__Input data__.
- - - - - - -

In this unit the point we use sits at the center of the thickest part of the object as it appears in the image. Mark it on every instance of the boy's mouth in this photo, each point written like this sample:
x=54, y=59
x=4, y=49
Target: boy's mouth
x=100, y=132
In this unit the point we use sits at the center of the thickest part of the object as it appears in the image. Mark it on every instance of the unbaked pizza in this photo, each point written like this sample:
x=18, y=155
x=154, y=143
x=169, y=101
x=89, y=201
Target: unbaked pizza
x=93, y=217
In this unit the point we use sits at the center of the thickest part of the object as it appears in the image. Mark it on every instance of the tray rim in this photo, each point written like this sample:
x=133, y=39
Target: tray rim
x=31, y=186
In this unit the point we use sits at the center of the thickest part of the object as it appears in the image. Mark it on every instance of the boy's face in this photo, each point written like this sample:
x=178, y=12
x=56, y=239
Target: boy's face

- - - - - - -

The reply should consist of the full listing, copied exactly.

In this unit the point we use sits at the center of the thickest part of the object as it appears in the image. Mark it on every instance of the boy's mouth in this photo, each point written like this sample:
x=54, y=59
x=4, y=49
Target: boy's mouth
x=100, y=132
In this unit the point we use sits at the center of the thickest part of the object as it appears in the image. Mark it on every instance of the unbaked pizza in this photo, each point written like this sample:
x=18, y=155
x=154, y=143
x=169, y=101
x=89, y=201
Target: unbaked pizza
x=93, y=217
In this unit the point we use sits at the center of the thickest part of the object as it appears in the image. Mark it on every instance of the tray rim in this photo, each point written like this sample:
x=133, y=39
Target: tray rim
x=31, y=186
In this unit the point we use sits at the center of the thickest part of the object as it appears in the image. Mark it on every instance of the boy's face in this photo, each point written like this sample:
x=178, y=12
x=56, y=239
Target: boy's face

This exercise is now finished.